◆ **ÉNONCÉ**:
D'après le texte sur la dernière apparition de Marie, combien de frères se sont retrouvés autour de Pierre ?

◆ **TEXTE RETENU**:
= = =

La dernière apparition de Marie
Rassurez-vous ! Je ne fais pas campagne en faveur d’une énième apparition de la Sainte Vierge qui serait survenue ces jours-ci, je parle seulement de la dernière fois où Marie mère de Jésus intervient dans le récit du Nouveau Testament, plus précisément dans les Actes des Apôtres, au chapitre 1, comme nous le voyons dans la première lecture de ce dimanche : « tous, d’un même cœur, étaient assidus à la prière, avec des femmes, avec Marie la mère de Jésus, et avec ses frères ».On est juste après l’Ascension et il nous est dit que les Apôtres « après avoir vu Jésus s’en aller vers le ciel, retournèrent à Jérusalem » et que « à leur arrivée, ils montèrent dans la chambre haute où ils se tenaient habituellement ». On identifie généralement cette chambre haute avec le cénacle où avait eu lieu la dernière Cène, c’est possible et même assez probable, mais, dans ce cas il faut distinguer ce lieu relativement restreint où se réunissent les apôtres et où aura lieu la Pentecôte et l’endroit beaucoup plus vaste où, dans l’intervalle, cent-vingt frères se sont retrouvés autour de Pierre (Actes 1,15). La phrase concernant la Mère de Jésus et les frères du Seigneur (1,14) est entre les deux, si bien qu’on ne peut pas être vraiment sûr qu’elle se soit trouvée dans la « pièce haute », c.a.d. le Cénacle. Pour sûr, elle a prié avec les Apôtres, elle les a accompagnés de son soutien et de ses conseils, mais sa présence à au moment précis de la Pentecôte n’est pas assurée, c’est sans doute la raison pour laquelle un bon nombre d’icônes classiques ne la représentent pas dans ce moment-là.

= = =

◆ **EXTRAIT DE DONNÉES**:
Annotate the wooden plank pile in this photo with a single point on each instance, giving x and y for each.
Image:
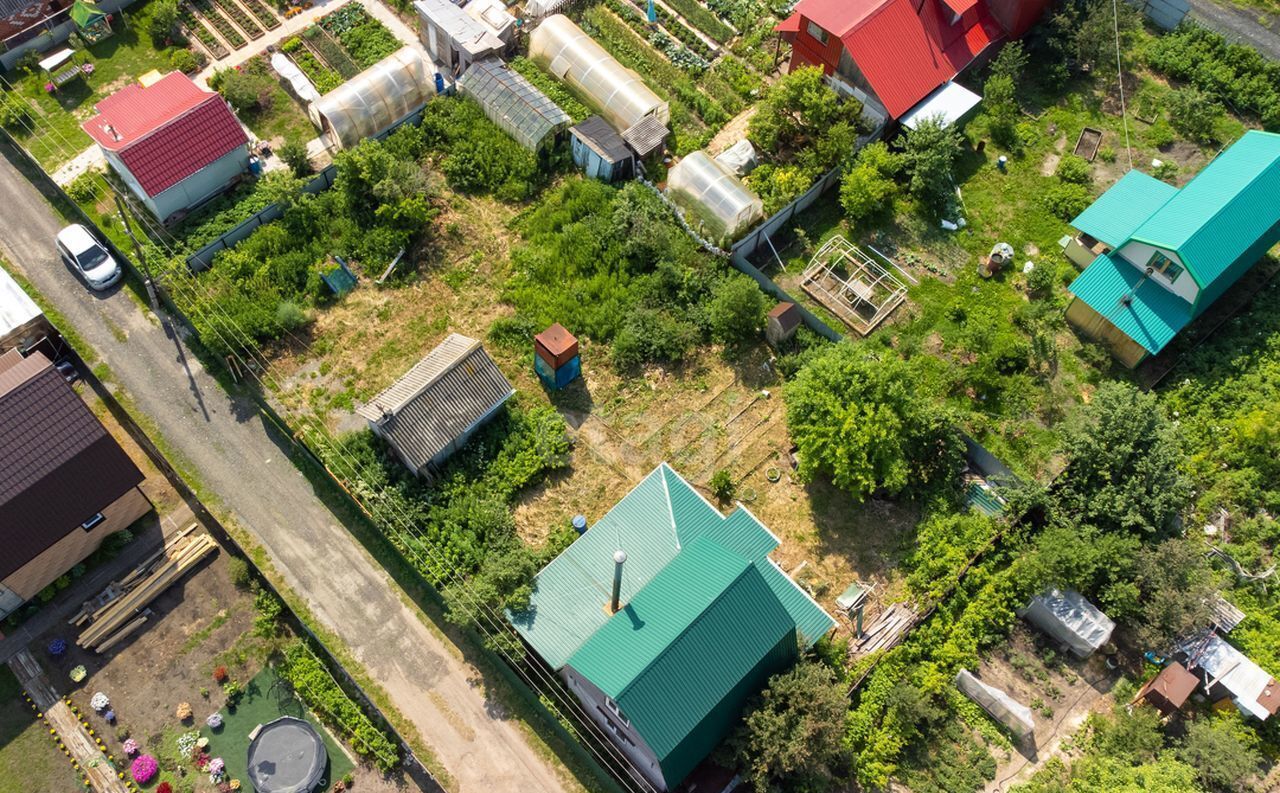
(122, 608)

= = =

◆ **RÉPONSE RÉDIGÉE**:
Cent-vingt frères se sont retrouvés autour de Pierre.